-- Your goal --
Extract every line of the data below that contains the word "clicks".

-- Exercise materials --
[Start of section]
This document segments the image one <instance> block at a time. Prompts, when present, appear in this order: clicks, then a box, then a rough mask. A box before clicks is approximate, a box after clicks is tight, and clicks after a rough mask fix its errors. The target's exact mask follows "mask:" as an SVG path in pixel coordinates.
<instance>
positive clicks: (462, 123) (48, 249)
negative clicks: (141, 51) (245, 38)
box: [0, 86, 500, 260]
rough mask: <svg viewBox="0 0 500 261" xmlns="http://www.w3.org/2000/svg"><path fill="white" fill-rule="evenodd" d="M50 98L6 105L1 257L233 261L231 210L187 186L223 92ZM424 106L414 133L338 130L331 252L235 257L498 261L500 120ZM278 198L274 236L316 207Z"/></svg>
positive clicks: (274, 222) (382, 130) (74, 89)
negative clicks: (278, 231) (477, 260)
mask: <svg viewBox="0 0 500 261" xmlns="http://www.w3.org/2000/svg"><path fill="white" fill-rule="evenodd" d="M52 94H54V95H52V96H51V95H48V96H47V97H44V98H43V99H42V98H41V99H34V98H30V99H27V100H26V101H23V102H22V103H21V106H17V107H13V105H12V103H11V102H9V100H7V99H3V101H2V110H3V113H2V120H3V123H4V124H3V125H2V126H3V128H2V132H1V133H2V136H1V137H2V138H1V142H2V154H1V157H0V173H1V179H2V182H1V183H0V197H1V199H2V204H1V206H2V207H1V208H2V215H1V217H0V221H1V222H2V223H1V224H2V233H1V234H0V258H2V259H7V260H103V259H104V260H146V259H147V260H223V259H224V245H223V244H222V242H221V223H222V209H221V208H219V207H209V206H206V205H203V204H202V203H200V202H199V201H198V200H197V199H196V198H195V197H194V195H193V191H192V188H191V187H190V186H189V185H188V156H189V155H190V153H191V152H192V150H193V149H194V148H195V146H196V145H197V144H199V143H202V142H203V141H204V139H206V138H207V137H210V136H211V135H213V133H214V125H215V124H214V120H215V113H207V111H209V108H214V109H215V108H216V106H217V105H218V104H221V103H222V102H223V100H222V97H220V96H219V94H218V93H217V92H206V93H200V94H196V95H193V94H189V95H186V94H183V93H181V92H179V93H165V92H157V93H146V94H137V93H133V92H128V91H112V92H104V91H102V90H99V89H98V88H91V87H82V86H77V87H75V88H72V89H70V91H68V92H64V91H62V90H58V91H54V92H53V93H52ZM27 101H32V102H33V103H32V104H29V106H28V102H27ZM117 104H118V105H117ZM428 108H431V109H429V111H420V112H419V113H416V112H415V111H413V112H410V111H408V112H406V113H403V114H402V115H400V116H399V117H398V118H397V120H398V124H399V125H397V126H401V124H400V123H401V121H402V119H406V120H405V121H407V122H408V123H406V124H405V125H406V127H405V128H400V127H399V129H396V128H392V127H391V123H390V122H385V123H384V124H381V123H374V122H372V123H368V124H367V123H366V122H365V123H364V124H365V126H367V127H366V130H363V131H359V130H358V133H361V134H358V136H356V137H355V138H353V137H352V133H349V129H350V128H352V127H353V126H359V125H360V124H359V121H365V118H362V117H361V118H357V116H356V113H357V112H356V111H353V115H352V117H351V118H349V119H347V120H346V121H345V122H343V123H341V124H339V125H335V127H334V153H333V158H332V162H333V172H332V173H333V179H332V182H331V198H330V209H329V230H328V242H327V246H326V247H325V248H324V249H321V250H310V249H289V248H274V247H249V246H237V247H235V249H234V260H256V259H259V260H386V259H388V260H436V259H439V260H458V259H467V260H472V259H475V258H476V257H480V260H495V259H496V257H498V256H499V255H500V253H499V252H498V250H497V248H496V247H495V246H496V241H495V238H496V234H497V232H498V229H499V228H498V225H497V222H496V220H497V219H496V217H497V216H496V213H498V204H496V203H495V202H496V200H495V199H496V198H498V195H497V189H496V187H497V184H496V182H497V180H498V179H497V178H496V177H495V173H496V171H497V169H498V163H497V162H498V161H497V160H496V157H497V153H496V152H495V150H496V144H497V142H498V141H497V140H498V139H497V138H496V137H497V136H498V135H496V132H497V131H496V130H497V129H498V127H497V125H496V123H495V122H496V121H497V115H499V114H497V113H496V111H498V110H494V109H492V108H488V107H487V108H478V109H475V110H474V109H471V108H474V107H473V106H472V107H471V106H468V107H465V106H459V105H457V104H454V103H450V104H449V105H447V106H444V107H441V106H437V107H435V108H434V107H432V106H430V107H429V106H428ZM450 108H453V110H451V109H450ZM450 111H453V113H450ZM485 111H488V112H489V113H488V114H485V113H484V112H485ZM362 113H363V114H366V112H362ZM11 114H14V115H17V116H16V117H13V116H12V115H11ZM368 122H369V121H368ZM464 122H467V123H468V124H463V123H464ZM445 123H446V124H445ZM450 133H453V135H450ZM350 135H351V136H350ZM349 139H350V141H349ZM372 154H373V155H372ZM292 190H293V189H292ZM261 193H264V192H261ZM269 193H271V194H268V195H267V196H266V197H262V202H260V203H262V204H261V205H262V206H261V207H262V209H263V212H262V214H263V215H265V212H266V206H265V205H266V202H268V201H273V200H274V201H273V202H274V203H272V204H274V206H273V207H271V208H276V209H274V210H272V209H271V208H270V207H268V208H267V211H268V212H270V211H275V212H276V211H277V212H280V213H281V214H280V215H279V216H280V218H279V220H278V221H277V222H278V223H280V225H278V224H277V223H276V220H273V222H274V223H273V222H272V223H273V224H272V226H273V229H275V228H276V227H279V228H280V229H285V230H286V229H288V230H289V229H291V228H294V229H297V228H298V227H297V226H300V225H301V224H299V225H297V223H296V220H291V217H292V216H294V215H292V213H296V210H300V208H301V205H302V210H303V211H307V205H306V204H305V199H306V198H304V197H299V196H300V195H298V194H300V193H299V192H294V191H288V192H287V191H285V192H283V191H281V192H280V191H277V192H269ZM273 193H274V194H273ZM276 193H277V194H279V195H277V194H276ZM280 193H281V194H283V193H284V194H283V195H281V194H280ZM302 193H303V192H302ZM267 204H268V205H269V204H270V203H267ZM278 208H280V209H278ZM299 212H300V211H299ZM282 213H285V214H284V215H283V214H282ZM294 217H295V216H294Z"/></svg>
[End of section]
[Start of section]
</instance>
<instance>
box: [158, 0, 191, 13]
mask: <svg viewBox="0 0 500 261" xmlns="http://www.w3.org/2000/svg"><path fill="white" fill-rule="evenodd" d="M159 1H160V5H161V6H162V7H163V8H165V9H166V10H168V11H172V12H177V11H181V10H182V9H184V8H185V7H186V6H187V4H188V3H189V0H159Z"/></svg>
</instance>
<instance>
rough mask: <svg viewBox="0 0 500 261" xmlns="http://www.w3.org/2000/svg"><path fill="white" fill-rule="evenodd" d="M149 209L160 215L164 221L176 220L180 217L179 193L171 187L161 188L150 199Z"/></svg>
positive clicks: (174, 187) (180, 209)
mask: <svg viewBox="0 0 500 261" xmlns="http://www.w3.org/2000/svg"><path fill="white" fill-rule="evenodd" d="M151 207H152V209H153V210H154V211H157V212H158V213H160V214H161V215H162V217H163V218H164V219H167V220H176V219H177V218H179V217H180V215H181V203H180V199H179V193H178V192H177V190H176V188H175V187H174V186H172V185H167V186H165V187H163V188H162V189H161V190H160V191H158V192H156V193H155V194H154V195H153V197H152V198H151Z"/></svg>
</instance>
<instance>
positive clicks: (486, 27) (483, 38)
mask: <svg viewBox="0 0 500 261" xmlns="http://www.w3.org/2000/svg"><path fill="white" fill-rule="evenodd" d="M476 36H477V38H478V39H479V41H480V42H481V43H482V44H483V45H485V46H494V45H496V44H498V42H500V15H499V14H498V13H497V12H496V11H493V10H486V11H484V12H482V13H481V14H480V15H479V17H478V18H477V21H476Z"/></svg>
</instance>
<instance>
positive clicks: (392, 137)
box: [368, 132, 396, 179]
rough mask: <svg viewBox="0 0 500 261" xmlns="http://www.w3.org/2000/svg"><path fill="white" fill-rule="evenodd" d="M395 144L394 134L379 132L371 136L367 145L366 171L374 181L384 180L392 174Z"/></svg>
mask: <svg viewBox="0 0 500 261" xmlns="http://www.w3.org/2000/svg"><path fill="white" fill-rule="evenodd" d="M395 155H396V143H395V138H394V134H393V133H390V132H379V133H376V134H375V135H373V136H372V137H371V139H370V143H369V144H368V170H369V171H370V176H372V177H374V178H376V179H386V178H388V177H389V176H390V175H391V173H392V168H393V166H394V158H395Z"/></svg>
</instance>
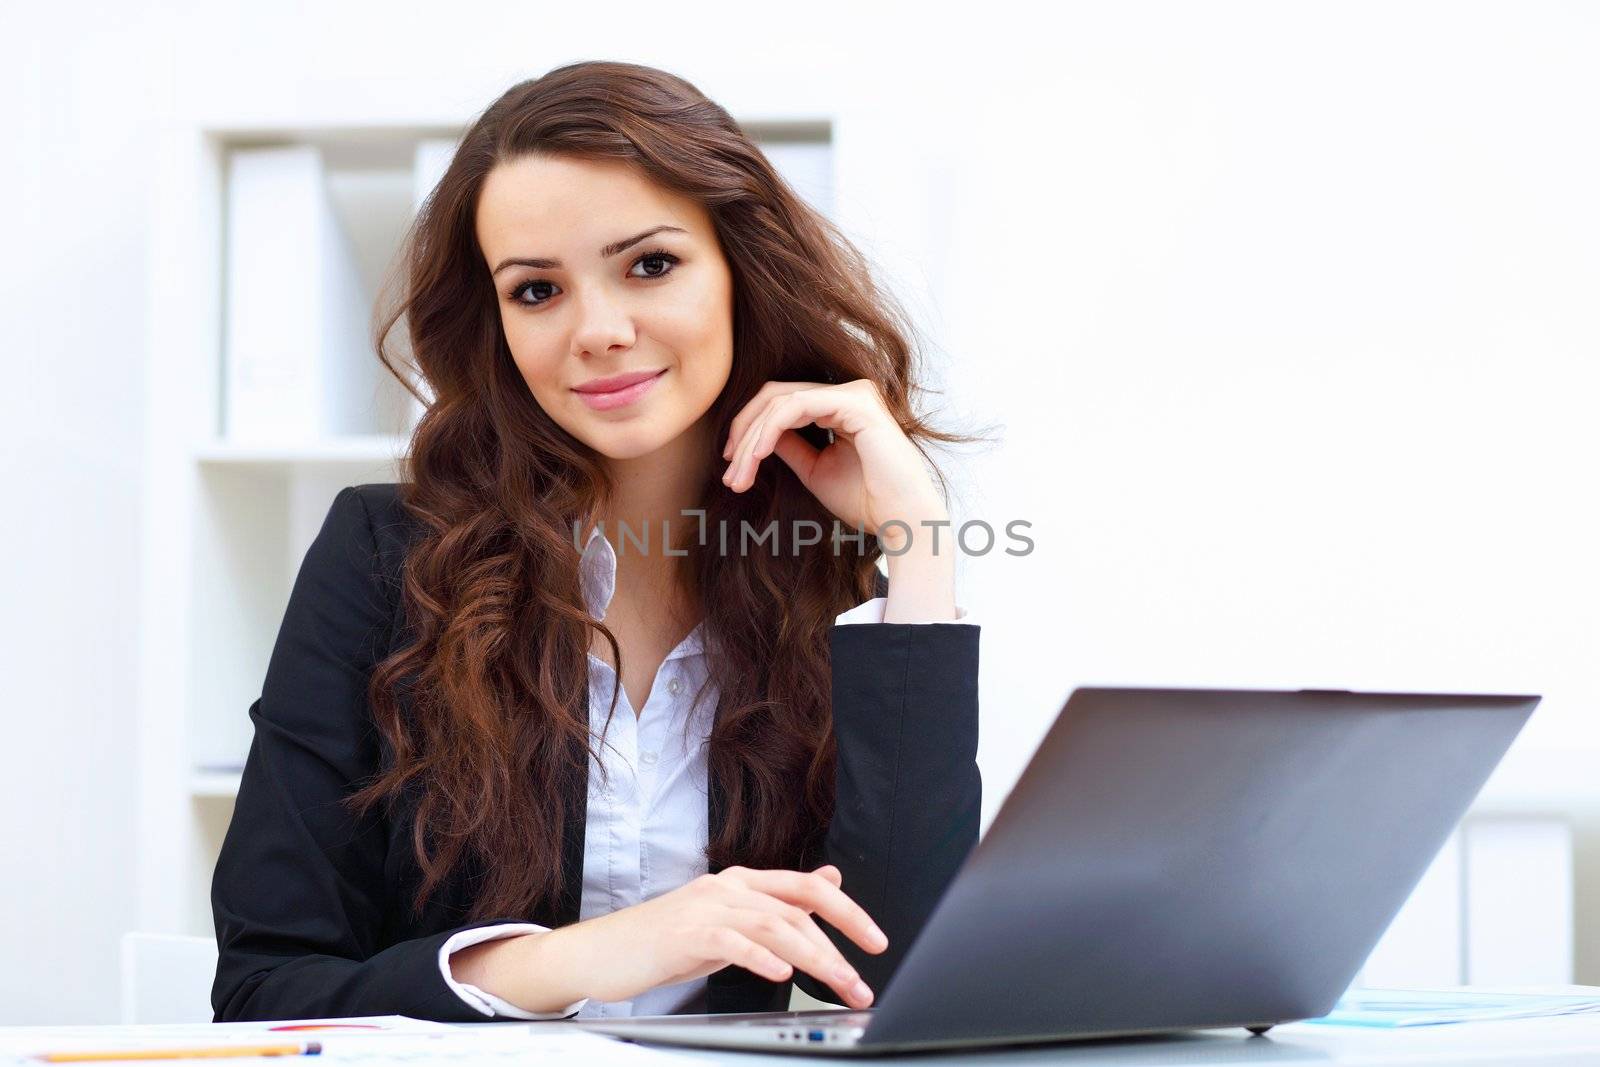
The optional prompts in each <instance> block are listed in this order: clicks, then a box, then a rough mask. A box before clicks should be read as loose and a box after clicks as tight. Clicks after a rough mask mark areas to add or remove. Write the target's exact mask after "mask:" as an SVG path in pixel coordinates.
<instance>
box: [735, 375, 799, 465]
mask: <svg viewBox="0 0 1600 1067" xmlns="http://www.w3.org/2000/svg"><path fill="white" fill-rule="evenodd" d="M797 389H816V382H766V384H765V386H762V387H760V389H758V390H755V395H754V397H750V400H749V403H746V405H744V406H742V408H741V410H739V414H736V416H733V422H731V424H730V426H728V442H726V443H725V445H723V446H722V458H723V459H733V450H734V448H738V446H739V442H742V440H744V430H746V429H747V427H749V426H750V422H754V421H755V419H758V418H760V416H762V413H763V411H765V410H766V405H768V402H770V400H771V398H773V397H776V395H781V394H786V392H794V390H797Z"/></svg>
[End of section]
-- Result of the exercise --
This document segments the image one <instance> block at a time. Prompts, when present, appear in this order: clicks, then a box, then a rough mask. A box before clicks is approximate, a box after clicks is tight, and clicks after a rough mask fix its errors. The target's exact mask follows "mask:" as an SVG path in pixel coordinates.
positive clicks: (462, 123) (48, 249)
negative clicks: (141, 51) (245, 38)
positive clicks: (274, 222) (382, 130) (74, 89)
negative clicks: (278, 231) (477, 260)
positive clicks: (174, 187) (180, 209)
positive clicks: (486, 27) (483, 38)
positive clicks: (392, 137)
The optional prompts in each <instance> block are listed in this order: clicks, then a box, then a rough mask. A box before clicks should be read as loose and a box after clicks as tight. Clicks after a rough mask mark areas to add or remove. Write the target's exact mask after "mask:" as an SVG path in pixel coordinates.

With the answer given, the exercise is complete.